**PROBLEM DETAILS:** All of the records should be given back exactly and in full.

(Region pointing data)
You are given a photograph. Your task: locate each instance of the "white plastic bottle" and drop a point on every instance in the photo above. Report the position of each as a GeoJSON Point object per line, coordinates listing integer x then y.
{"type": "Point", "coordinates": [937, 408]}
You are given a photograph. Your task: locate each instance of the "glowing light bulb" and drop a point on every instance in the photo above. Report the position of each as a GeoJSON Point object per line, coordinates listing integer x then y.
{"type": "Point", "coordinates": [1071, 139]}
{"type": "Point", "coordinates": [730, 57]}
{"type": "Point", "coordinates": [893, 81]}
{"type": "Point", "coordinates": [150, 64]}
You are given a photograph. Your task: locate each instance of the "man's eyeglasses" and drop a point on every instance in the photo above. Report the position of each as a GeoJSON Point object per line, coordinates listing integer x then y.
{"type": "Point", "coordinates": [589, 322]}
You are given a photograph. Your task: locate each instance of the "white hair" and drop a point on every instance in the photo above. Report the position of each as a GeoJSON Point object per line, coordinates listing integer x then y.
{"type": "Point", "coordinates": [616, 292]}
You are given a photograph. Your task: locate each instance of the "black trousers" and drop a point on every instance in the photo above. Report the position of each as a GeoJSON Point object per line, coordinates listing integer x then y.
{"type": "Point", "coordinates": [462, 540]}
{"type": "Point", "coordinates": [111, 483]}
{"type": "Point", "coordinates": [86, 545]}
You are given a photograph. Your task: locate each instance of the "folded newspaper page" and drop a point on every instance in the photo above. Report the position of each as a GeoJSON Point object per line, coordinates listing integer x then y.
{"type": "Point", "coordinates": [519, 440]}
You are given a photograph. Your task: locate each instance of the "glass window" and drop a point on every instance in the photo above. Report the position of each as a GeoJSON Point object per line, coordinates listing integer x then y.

**SOLUTION FOR THIS TASK:**
You are given a photograph. Your task: locate each instance of the "white plastic bottle" and drop a point on every instance in the photo above. Report the position of each as a GeoJSON Point object per line, coordinates listing integer x then y.
{"type": "Point", "coordinates": [937, 408]}
You are given a photograph. Your task: locate each instance of the "glowing light bulb" and drop a point on every instance in the photo above. Report the position of each as a GeoJSON Point object per line, coordinates listing integer x then y.
{"type": "Point", "coordinates": [1071, 139]}
{"type": "Point", "coordinates": [730, 57]}
{"type": "Point", "coordinates": [893, 81]}
{"type": "Point", "coordinates": [150, 64]}
You are given a photograph. Your task: locate each instance of the "man's eyeglasses" and drop a point on every instance in the photo above. Report the position of each as a GeoJSON Point object per line, coordinates listing integer x then y.
{"type": "Point", "coordinates": [589, 322]}
You are given a photograph. Your task: locate each instance of the "white hair" and drop a point on every instance in the photo above. Report the position of each as a GeoJSON Point object per line, coordinates listing integer x then y.
{"type": "Point", "coordinates": [616, 292]}
You are given a photograph. Your task: locate each instance of the "black trousers" and drop a point on every instance in the photo above. Report the position of each as a GeoJSON Point object per line, coordinates listing integer x then y.
{"type": "Point", "coordinates": [462, 540]}
{"type": "Point", "coordinates": [111, 483]}
{"type": "Point", "coordinates": [86, 545]}
You are given a photograph. Your task: locate each instance of the "folded newspaper page" and drop a point on every instance in the photo above. Report the position of each as a GeoJSON Point object per line, coordinates listing integer x then y.
{"type": "Point", "coordinates": [519, 440]}
You are given a photograph. Your task: locate each instance of the "glass window" and drop a point on every instance in the photo above. Report the position of each as a GeoJSON Point object per line, coordinates listing integer x then y.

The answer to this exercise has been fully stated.